Pick every line with "layered" from the material below.

● ● ● ●

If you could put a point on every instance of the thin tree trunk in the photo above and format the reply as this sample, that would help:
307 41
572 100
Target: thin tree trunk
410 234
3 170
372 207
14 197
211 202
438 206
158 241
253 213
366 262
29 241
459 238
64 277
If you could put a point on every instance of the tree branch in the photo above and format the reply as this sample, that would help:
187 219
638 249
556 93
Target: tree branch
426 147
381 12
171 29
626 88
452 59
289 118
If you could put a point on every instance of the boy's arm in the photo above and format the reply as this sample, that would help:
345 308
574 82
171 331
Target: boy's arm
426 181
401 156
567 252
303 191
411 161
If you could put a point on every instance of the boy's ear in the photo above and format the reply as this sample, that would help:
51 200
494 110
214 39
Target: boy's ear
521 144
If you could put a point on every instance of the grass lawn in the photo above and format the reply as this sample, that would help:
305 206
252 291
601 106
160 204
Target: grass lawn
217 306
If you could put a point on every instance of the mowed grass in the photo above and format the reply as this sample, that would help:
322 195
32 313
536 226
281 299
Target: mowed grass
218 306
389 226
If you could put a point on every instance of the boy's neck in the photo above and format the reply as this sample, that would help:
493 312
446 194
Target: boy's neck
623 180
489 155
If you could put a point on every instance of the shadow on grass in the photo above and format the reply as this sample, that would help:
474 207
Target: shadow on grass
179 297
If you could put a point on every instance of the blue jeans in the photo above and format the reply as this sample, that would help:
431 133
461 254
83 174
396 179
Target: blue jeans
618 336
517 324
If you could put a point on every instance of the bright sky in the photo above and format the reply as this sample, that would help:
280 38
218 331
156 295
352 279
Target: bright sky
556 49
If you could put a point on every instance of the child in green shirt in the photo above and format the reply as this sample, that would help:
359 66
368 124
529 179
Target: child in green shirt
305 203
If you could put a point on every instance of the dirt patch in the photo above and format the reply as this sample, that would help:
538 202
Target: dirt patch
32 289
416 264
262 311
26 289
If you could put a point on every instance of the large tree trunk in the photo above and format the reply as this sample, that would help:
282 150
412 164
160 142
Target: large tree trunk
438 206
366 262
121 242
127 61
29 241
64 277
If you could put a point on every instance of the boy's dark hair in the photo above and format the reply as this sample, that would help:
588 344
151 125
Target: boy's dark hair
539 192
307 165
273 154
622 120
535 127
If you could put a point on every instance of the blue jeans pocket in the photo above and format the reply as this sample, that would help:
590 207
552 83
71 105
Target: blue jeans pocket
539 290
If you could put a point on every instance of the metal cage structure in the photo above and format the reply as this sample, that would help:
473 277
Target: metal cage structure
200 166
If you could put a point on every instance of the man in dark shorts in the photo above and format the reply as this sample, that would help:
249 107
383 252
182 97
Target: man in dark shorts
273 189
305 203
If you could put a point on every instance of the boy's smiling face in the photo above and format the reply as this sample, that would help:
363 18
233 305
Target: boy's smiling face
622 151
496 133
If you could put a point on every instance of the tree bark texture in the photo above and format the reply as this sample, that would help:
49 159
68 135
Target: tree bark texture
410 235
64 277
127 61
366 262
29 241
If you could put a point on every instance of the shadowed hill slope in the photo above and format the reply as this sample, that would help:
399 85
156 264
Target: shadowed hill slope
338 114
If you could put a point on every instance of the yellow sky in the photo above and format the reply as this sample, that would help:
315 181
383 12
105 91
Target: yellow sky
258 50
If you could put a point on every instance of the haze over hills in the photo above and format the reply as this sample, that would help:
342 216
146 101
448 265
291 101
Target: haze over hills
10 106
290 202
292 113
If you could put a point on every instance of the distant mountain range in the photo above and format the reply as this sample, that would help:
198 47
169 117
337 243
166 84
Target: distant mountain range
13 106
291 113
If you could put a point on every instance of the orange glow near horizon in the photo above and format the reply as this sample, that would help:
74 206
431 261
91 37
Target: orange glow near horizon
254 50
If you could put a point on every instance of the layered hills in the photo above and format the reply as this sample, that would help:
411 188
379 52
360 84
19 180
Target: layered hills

● ● ● ●

Solution to the problem:
If you could put a point on every instance of the layered hills in the photo above and format the reply as this sample, that would help:
Target: layered hills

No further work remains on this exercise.